- Zu erledigende Aufgabe:
Bitte schreibe den Text über Wissenschaft und Islam weiter, der unten folgt, und zwar im Anschluss an seinen letzten Satz.

- Textausschnitt:
★ ★ ★ ★ ★
Ok - hier mal ein paar generelle Informationen wie man die Wissenschaft, vor allem im Bezug zum Islam, zu sehen hat:
Die Wissenschaft an sich besteht grob aus zwei Komponenten: 1. Daten durch Beobachtungen, 2. deren Interpretation.
Daten entsprechen natürlich der Qualität und Einstellung des entsprechenden Werkzeugs, mit dem sie erhoben wurden, generell sind
empirische, beobachtbare Daten aber eher neutral.
Solche empirische Daten können unter Umständen verwendet werden, um die Wahrhaftigkeit des Islam gegenüber bestimmten Gruppen von Menschen zu argumentieren.
★ ★ ★ ★ ★
- Bereitgestellte Daten:
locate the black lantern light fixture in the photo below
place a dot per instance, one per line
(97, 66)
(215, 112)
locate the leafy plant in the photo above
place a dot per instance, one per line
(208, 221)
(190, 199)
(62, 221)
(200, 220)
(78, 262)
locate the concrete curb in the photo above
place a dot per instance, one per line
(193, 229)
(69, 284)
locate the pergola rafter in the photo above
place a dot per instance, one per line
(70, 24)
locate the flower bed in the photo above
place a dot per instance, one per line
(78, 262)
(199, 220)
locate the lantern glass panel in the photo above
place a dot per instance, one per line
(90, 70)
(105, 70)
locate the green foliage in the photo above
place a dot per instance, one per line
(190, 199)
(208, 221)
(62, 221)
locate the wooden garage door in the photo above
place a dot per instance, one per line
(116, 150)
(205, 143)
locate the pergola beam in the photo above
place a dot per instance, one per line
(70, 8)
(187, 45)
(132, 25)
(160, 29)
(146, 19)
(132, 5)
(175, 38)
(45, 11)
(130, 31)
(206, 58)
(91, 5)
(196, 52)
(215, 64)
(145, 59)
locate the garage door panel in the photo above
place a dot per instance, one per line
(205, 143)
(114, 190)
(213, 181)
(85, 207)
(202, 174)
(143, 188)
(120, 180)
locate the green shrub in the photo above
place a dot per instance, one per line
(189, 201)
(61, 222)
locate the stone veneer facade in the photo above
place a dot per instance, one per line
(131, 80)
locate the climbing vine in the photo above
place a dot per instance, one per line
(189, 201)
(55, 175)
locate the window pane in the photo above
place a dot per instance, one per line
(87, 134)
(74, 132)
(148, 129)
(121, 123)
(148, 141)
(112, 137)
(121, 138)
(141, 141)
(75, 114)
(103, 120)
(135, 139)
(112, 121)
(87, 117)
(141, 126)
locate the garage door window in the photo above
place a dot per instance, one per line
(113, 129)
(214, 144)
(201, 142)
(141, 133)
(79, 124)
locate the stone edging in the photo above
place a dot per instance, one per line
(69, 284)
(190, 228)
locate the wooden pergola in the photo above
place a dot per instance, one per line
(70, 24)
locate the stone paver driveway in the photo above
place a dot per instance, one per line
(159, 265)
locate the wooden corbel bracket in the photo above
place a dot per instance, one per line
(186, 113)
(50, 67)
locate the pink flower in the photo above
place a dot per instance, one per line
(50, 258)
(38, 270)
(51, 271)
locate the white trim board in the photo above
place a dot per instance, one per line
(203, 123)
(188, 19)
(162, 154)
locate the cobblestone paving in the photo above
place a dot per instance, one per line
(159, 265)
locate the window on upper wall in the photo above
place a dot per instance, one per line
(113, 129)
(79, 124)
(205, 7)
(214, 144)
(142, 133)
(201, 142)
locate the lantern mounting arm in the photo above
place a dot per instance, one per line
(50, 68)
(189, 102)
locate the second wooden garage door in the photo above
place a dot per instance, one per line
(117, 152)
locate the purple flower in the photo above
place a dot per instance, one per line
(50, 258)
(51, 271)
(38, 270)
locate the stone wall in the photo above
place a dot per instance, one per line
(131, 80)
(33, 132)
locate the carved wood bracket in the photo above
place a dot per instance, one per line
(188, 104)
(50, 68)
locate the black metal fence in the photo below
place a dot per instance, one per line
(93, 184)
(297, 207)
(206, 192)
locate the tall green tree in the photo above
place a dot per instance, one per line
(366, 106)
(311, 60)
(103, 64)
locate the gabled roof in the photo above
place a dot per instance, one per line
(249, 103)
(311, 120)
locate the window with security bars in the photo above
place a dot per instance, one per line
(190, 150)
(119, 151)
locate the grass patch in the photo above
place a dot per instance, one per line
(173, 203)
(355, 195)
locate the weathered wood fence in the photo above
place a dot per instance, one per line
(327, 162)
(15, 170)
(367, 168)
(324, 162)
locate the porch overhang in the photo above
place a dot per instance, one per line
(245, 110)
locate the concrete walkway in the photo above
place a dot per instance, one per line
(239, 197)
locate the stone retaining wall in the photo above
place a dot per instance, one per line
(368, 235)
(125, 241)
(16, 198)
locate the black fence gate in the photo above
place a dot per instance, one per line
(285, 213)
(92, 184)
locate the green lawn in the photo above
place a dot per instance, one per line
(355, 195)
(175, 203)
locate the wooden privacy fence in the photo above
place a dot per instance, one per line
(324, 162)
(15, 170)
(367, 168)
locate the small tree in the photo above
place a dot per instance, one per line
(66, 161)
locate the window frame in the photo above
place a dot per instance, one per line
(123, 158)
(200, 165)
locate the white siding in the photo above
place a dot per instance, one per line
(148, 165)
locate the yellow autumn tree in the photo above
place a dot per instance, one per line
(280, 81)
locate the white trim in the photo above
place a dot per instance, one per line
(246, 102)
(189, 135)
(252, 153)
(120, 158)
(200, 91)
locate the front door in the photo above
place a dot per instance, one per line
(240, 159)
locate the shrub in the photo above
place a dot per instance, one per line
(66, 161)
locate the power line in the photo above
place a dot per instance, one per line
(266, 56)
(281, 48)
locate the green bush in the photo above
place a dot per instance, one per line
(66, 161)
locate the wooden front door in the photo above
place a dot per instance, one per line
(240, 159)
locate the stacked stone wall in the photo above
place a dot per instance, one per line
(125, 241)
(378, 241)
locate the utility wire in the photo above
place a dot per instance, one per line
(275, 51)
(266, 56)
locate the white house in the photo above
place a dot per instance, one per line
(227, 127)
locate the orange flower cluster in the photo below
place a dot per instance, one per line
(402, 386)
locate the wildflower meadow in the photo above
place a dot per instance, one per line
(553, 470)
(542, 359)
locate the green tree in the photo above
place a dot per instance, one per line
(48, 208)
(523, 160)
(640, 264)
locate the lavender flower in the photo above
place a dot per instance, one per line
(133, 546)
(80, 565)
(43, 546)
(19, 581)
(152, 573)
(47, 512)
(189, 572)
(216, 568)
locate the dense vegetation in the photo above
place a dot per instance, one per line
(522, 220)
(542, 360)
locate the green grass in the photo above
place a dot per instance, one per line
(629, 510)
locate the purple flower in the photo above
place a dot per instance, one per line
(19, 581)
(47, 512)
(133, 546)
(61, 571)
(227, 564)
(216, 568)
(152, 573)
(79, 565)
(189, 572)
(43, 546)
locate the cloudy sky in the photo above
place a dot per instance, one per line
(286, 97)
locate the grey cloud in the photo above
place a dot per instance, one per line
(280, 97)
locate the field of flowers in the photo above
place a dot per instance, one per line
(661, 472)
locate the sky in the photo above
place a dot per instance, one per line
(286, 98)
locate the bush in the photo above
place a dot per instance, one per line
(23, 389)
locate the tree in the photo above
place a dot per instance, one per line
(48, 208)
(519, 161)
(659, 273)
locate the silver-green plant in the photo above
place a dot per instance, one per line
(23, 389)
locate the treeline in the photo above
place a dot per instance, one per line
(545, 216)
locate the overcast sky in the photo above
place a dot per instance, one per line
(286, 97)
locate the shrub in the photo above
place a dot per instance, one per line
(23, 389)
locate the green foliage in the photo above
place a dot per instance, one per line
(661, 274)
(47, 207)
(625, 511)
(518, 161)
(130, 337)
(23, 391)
★ ★ ★ ★ ★
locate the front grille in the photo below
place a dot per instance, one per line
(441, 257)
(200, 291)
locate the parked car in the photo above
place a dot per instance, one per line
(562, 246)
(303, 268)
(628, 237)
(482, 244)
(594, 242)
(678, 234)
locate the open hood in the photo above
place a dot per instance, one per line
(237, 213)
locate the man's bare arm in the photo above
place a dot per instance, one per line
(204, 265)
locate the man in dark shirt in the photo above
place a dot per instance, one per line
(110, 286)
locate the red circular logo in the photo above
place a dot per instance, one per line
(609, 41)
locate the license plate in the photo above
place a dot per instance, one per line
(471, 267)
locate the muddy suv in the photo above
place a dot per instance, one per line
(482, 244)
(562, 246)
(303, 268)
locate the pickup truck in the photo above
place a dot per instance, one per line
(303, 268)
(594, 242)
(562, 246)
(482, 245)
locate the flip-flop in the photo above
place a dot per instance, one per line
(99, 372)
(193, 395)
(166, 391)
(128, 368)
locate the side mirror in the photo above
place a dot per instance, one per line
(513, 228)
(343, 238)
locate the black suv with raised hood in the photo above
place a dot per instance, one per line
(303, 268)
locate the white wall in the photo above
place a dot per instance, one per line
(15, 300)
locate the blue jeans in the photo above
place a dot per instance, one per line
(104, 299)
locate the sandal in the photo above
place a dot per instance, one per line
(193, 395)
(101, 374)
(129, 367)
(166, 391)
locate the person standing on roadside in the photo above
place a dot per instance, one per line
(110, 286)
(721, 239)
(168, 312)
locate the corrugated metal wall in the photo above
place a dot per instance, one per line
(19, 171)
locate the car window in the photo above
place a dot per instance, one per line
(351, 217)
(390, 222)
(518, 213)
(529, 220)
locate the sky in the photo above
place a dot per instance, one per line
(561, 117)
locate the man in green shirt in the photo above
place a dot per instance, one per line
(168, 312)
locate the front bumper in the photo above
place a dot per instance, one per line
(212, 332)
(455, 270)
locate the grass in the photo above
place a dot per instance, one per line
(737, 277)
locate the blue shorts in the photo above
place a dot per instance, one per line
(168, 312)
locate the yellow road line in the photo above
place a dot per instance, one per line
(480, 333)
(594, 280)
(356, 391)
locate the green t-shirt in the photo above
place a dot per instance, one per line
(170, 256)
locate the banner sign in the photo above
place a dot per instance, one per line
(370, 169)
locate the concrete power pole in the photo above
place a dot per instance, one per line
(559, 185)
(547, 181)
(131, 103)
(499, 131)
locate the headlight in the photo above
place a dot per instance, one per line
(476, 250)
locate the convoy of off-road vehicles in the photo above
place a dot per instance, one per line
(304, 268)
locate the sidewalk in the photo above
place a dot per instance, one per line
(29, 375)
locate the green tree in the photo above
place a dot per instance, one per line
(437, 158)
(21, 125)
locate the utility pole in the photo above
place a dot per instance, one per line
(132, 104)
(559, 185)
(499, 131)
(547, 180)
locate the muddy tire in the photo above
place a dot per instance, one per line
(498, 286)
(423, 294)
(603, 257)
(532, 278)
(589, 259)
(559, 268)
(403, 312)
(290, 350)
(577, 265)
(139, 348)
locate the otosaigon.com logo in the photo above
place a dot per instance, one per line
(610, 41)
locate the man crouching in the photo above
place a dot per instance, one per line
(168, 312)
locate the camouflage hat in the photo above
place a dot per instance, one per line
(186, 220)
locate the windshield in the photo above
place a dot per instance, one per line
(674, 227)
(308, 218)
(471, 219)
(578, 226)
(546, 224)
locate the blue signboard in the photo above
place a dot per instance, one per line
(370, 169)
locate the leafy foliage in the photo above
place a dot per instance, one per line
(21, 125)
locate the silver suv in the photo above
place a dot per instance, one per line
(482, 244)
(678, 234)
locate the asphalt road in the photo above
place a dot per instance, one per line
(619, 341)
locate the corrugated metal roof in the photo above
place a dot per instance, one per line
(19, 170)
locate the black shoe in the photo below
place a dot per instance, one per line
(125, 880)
★ ★ ★ ★ ★
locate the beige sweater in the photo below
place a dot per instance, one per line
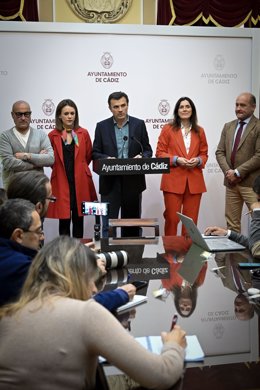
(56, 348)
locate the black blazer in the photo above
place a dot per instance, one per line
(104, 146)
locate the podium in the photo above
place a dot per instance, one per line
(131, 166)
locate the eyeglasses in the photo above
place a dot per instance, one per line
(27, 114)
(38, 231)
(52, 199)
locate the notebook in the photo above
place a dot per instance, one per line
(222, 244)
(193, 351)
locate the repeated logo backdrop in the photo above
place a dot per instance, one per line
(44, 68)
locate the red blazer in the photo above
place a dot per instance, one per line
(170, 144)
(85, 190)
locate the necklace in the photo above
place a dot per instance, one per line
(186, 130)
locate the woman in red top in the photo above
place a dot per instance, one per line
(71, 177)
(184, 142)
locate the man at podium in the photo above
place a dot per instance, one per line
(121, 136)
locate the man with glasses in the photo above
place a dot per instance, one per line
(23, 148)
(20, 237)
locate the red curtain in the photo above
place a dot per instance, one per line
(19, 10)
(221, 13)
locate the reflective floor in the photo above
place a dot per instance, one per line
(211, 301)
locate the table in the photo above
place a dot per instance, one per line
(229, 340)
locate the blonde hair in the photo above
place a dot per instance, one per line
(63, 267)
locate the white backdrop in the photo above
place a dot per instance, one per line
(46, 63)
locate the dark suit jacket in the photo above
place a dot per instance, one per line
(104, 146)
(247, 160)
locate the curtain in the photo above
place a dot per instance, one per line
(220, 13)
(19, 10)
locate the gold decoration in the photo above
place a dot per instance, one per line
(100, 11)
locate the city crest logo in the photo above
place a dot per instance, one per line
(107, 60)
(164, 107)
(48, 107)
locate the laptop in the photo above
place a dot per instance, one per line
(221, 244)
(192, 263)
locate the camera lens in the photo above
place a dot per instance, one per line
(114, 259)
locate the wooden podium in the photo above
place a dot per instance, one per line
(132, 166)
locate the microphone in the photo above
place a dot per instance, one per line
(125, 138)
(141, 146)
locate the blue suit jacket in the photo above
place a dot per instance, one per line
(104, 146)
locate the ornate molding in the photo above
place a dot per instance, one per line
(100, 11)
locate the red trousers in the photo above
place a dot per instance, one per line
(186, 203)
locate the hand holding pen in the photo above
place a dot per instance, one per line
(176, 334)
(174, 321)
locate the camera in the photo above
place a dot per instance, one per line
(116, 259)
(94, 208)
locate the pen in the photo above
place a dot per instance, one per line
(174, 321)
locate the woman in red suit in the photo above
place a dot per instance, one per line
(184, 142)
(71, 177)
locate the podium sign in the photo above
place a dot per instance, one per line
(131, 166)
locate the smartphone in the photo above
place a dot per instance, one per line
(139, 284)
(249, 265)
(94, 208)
★ ★ ★ ★ ★
- Ergebnis der Aufgabe:
Primär ist der Ruf des Islam zwar ein Ruf zu der
Fitrah - die natürliche Disposition - des Menschen, die vollkommen unabhängig von irgendwelchen wissenschaftlichen Erkenntnissen und Theorien dazu ruft, einen einzigen Gott anzubeten und Ihm zu dienen - Allāh. Der Islam ist keine elitäre Religion, die nur hochgebildete Wissenschaftler verstehen können, und die Wahrheit erkennen können. Der Islam spricht primär die innewohnenden Neigungen eines jeden Menschen zu der Wahrheit an. Dennoch kann es unter manchen Umständen hilfreich sein, wenn man vorzeigt, dass in den Quellen des Islam Erkenntnisse über Wahrheiten zu finden sind, die erst heute [also in den letzten paar Jahrzehnten oder Jahrhunderten] empirisch nachgewiesen werden konnten. Beispiele sind:
- Die Stufen der Entwicklung des Embryos im Leib der Mutter.
- Der Realität, dass Berge tief in der Erde verwurzelt sind.
- Die Trennwand zwischen süßem und salzigem Wasser.
- Details des Wasserkreislaufs.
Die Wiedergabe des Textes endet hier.